Source:
Pandora is one of the many websites that either allow or require its users to sync their services to their website, but this poses a problem for those who are embarrassed about their guilty pleasures. One guy in Michigan even thinks it's a violation of privacy, which is why he's suing Pandora for letting his pals check out his music tastes.

The man's name is Peter Deacon, and he's claiming that Pandora's integration with Facebook "resulted in the disclosure of 'sensitive listening records' to his friends."

He also says that Pandora had a separate feature that allowed anyone to search for and access users' profile pages by their email addresses. Profile pages include material like favorite groups and listening history.

Deacon argues that Pandora violated Michigan's Video Rental Privacy Act, which prohibits companies that offer books, music or videos from disclosing customers' identities without their consent. That law was enacted in Michigan more than 20 years ago, at around the same time that Congress passed the federal Video Privacy Protection Act. The Michigan law is broader than the federal statute, which only applies to movies.

Michigan's statute provides for damages of $5,000 per violation; Deacon is seeking class-action status.

You know what other music program has this same feature? Spotify.

Data provided:
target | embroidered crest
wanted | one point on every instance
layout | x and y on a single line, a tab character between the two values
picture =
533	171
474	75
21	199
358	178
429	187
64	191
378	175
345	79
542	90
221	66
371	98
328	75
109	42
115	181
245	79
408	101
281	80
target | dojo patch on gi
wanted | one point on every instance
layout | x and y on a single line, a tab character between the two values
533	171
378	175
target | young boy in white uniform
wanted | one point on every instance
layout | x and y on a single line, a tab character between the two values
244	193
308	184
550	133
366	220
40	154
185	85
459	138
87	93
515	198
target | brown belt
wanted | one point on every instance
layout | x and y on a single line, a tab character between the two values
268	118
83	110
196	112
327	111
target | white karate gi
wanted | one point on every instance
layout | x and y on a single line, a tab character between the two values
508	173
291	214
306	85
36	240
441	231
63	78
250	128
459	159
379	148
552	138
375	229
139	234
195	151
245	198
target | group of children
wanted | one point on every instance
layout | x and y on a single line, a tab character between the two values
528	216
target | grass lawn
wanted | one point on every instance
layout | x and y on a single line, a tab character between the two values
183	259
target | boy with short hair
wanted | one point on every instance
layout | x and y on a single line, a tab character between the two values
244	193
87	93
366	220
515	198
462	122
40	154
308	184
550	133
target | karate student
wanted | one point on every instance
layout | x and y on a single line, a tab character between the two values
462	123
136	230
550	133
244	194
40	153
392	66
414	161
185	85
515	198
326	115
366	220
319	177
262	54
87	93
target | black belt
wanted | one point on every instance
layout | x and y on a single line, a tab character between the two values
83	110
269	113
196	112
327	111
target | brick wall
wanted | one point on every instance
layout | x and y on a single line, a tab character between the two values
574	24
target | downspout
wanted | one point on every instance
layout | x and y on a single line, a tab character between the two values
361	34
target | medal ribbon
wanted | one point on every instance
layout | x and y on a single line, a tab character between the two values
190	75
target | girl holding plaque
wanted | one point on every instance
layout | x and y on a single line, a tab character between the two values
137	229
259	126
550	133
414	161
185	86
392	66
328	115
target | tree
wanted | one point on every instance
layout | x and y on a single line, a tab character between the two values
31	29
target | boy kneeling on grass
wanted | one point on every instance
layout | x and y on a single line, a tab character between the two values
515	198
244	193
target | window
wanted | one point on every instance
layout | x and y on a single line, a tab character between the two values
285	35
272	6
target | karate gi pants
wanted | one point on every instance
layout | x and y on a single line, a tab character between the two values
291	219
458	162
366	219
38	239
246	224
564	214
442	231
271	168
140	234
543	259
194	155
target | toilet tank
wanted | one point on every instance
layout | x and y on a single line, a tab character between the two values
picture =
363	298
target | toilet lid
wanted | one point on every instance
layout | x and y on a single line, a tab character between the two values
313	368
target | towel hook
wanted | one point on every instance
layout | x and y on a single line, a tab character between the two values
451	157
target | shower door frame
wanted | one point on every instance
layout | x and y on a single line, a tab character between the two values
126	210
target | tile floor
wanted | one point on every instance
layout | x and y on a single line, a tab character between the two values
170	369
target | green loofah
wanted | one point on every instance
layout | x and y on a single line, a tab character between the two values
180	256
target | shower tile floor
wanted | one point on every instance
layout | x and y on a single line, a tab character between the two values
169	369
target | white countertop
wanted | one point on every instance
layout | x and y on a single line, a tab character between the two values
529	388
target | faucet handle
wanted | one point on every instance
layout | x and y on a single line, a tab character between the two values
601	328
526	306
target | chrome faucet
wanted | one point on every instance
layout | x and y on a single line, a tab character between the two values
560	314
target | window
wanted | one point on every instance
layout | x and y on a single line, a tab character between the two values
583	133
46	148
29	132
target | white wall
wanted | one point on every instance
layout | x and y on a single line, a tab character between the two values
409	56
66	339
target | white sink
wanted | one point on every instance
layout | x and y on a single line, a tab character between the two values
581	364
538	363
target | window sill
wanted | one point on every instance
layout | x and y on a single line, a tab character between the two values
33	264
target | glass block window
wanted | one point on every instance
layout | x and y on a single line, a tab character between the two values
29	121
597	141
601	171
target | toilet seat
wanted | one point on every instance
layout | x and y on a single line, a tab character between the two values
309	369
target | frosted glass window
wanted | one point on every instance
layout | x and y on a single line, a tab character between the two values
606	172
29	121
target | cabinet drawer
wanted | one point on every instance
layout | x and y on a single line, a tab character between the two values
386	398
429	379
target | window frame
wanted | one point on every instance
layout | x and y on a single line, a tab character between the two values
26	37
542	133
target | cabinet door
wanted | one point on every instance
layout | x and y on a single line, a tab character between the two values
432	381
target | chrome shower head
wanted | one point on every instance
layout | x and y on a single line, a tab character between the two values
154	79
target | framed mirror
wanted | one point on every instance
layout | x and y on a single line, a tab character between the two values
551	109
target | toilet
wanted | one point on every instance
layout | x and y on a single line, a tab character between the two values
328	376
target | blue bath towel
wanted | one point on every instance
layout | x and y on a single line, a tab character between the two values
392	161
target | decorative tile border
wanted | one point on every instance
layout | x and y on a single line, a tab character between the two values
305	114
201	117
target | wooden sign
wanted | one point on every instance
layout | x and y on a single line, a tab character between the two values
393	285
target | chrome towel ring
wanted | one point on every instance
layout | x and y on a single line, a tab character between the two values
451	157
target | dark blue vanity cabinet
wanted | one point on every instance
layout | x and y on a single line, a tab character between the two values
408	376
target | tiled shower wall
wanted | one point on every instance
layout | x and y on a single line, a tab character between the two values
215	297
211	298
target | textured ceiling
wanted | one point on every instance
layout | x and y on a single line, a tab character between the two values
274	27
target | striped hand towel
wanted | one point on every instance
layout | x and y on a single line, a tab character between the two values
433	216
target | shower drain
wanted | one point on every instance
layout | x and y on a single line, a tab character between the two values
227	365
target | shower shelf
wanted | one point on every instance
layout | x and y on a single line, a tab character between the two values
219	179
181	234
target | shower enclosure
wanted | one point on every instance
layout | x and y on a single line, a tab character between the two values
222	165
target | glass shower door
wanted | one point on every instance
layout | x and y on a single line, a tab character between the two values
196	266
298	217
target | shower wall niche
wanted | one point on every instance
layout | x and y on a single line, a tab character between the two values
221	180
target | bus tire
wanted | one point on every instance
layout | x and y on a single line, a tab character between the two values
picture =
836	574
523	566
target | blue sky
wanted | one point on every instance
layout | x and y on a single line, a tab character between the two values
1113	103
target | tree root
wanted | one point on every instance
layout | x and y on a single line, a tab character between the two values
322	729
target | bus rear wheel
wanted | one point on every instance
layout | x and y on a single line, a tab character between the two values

Requirements:
a. Reproduce the stretch of the article on the Pandora privacy lawsuit from "He also says" through "same feature? Spotify.", word for word.
b. Return each line of the records that contains the string "toilet".

Set of answers:
a.
He also says that Pandora had a separate feature that allowed anyone to search for and access users' profile pages by their email addresses. Profile pages include material like favorite groups and listening history.

Deacon argues that Pandora violated Michigan's Video Rental Privacy Act, which prohibits companies that offer books, music or videos from disclosing customers' identities without their consent. That law was enacted in Michigan more than 20 years ago, at around the same time that Congress passed the federal Video Privacy Protection Act. The Michigan law is broader than the federal statute, which only applies to movies.

Michigan's statute provides for damages of $5,000 per violation; Deacon is seeking class-action status.

You know what other music program has this same feature? Spotify.

b.
target | toilet tank
target | toilet lid
target | toilet seat
target | toilet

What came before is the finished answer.